Records supplied:
↓↓↓

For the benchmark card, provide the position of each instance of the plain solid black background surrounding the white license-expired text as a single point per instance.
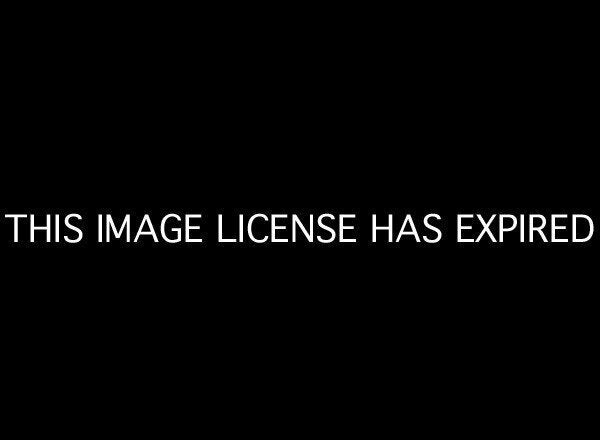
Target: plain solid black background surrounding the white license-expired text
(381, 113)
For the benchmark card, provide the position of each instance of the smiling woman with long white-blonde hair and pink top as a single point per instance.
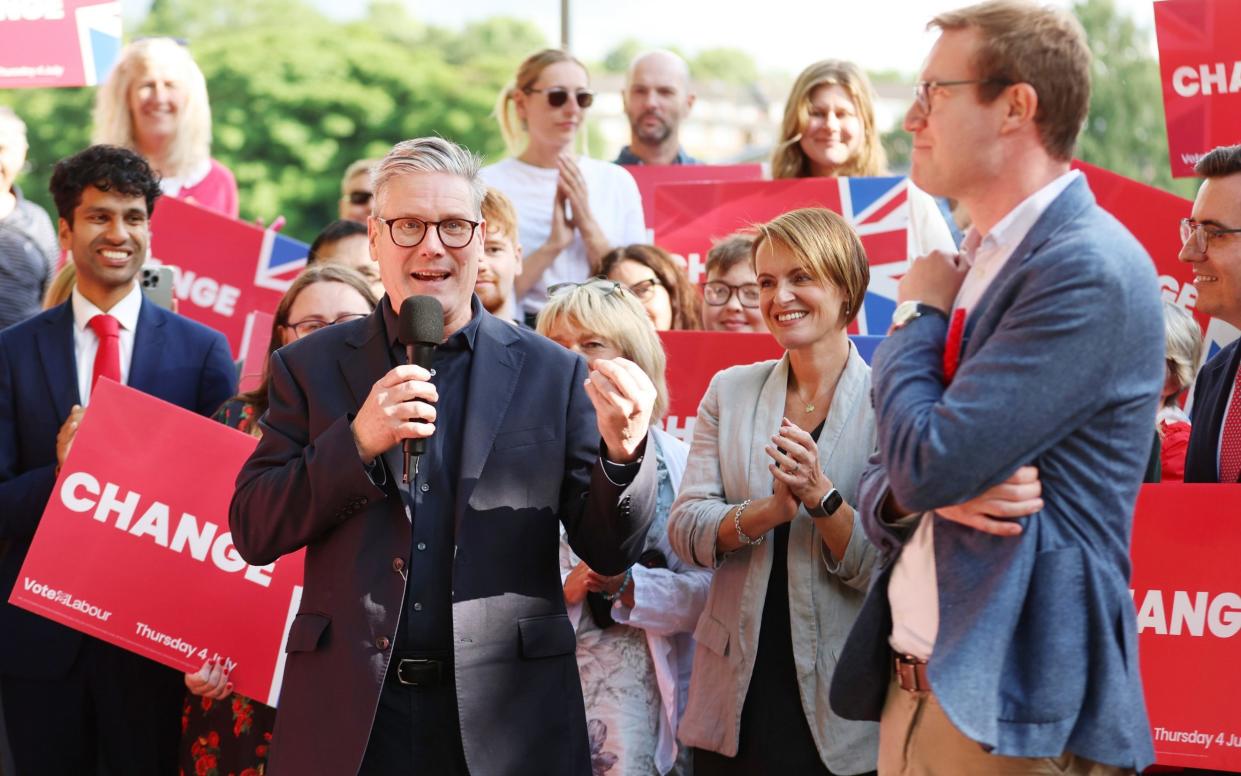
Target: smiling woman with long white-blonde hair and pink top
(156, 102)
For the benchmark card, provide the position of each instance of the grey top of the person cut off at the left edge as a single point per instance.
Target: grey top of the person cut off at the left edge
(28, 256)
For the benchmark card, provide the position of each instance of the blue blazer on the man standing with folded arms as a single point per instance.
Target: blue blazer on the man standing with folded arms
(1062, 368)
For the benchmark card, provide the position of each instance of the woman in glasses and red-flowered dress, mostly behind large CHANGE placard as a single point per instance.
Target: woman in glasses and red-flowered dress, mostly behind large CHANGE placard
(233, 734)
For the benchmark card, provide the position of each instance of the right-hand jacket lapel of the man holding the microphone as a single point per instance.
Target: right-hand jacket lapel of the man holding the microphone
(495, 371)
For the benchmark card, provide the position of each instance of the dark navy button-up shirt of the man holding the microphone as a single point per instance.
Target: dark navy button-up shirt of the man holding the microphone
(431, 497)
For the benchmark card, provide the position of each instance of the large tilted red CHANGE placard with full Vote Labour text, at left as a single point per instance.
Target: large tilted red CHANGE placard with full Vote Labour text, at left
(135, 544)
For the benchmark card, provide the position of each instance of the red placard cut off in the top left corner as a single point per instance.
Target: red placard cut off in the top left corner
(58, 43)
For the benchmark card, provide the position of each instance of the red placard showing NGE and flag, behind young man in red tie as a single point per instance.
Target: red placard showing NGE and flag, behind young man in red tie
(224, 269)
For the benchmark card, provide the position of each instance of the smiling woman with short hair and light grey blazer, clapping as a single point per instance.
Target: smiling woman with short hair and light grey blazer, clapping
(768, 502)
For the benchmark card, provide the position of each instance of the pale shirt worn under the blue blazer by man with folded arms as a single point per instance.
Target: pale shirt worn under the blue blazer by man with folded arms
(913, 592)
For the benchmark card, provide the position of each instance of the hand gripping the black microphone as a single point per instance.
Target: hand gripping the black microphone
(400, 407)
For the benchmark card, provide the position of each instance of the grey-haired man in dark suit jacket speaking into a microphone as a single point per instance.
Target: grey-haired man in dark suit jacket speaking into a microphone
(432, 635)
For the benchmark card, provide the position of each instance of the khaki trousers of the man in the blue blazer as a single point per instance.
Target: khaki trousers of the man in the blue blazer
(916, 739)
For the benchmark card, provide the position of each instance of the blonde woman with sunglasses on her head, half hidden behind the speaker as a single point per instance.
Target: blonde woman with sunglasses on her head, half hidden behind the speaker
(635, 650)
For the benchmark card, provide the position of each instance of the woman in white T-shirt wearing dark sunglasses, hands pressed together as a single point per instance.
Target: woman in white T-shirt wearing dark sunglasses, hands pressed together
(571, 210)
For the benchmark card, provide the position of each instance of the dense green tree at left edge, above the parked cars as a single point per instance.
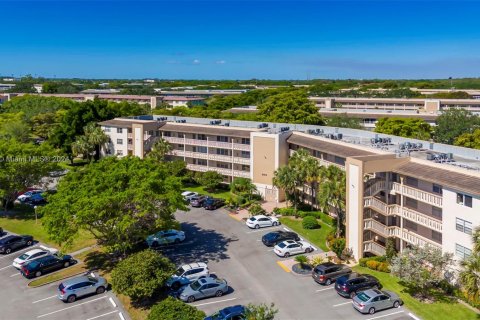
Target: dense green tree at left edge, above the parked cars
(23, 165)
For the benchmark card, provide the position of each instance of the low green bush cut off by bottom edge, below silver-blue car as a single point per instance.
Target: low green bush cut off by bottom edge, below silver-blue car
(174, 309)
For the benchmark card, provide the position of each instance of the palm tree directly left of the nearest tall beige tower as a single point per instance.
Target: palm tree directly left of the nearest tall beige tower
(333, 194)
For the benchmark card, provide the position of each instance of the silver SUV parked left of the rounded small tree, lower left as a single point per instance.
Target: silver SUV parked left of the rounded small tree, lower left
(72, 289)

↑↑↑
↓↓↓

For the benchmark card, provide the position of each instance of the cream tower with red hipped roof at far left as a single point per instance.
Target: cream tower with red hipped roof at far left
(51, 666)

↑↑↑

Work instructions: Could you write out exactly the lines of the data above that run from the one holding "text as a single point per instance." to the one holding "of the right-hand", with both ends in and all pictures out?

Solution to the exercise:
For the benchmark card, provide the position of each instance of the plain solid black background surrounding the white license-expired text as a single point per instance.
Target: plain solid black background surrounding the white license-expired text
(381, 113)
For the benchmark card, provide the position of each instance of the smiling woman with long white-blonde hair and pink top as a single point per instance.
Target: smiling woman with long white-blonde hair and pink top
(156, 102)
For the benchmark card, provide the position of each instance of the grey top of the person cut off at the left edge as a single point per instance.
Target: grey top of the person cut off at the left edge
(28, 256)
For the benchmark card, provide the position of each instance of the blue blazer on the man standing with folded arms as a single point per instance.
Target: blue blazer on the man standing with folded arms
(1062, 368)
For the benchmark card, provide the position of each instance of the woman in glasses and red-flowered dress, mostly behind large CHANGE placard as a single point per instance.
Target: woman in glasses and red-flowered dress, mostly behind large CHANGE placard
(233, 734)
For the benchmark card, provide the position of each instance of the right-hand jacket lapel of the man holding the microphone as a single point per instance.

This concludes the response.